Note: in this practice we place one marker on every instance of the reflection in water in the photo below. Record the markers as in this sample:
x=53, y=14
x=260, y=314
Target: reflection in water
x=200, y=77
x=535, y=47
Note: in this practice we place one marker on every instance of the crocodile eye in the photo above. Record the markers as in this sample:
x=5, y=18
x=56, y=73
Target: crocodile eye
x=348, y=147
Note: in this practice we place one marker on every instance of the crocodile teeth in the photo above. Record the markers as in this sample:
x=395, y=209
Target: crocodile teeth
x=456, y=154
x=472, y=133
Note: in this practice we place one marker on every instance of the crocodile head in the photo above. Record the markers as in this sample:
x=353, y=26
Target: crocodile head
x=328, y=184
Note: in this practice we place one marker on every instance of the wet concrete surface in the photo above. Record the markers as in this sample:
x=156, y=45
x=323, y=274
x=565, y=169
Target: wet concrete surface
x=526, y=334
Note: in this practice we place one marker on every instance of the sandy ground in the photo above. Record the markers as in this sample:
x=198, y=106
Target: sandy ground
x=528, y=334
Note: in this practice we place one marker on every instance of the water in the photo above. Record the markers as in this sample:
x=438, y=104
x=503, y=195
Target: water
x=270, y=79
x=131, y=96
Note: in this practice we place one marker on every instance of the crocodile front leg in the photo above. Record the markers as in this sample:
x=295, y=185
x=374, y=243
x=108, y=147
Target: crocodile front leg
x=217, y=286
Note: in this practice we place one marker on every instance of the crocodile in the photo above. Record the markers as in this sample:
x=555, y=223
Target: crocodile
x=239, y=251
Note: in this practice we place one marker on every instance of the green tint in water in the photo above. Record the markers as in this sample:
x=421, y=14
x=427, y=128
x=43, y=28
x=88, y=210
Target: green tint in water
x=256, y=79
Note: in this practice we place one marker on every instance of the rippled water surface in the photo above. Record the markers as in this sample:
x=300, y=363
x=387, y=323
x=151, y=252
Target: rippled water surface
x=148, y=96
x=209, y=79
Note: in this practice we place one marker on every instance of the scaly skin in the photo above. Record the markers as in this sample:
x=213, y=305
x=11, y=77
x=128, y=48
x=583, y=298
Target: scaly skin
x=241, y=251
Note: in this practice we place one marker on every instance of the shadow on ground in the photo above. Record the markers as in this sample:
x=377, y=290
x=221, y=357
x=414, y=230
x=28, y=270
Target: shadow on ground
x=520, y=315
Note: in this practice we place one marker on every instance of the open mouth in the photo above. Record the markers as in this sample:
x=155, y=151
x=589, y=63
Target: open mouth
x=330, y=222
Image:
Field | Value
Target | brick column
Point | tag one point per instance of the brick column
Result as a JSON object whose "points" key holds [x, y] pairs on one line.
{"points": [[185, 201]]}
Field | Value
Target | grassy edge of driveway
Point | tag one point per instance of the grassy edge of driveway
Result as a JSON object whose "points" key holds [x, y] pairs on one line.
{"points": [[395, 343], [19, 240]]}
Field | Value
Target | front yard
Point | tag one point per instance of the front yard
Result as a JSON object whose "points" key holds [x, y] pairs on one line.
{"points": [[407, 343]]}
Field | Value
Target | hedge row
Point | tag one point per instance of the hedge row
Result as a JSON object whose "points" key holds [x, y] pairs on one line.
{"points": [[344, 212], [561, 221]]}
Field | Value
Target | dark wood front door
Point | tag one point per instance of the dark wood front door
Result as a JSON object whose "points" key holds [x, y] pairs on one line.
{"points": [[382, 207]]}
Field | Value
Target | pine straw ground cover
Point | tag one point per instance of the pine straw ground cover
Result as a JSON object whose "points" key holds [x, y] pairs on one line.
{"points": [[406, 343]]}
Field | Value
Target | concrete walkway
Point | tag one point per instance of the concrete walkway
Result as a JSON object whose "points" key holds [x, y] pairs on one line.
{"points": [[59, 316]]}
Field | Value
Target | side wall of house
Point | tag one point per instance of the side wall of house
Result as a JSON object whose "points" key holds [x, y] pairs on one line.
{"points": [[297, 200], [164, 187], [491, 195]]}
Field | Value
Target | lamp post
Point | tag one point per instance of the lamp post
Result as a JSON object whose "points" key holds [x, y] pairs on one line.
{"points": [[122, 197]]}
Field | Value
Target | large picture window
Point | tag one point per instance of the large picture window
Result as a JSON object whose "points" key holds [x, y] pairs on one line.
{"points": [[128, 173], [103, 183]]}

DESCRIPTION OF THE TASK — Within the material above, show every line that includes "driveway".

SOLUTION TO THIS PROBLEM —
Target | grassy edge of driveway
Point | tag one point per instance of the grassy edge of driveway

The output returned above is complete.